■ Rows:
■ ■ ■
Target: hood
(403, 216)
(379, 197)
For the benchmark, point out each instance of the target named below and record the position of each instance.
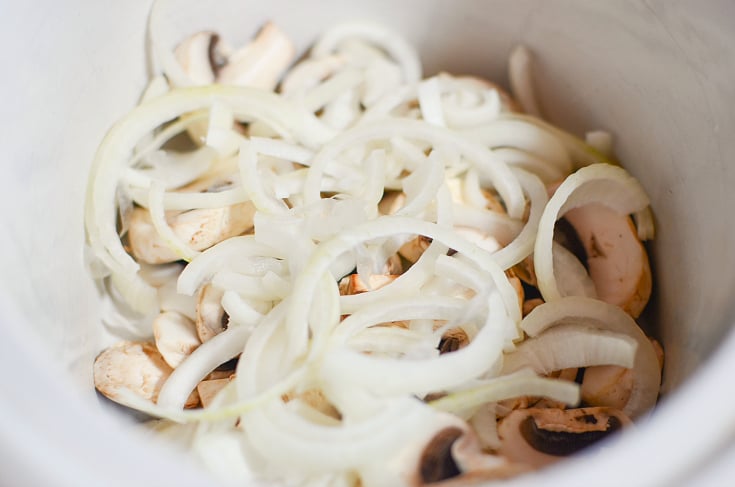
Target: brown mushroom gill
(564, 443)
(436, 462)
■ ■ ■
■ What to work on: Copy the data above word for word, line by line, and leave out the pictures.

■ Response:
Target: hood
(403, 216)
(379, 197)
For the benchmark, point out each instance of the target named below and record the position of each instance.
Target: brown mushroom gill
(564, 443)
(436, 462)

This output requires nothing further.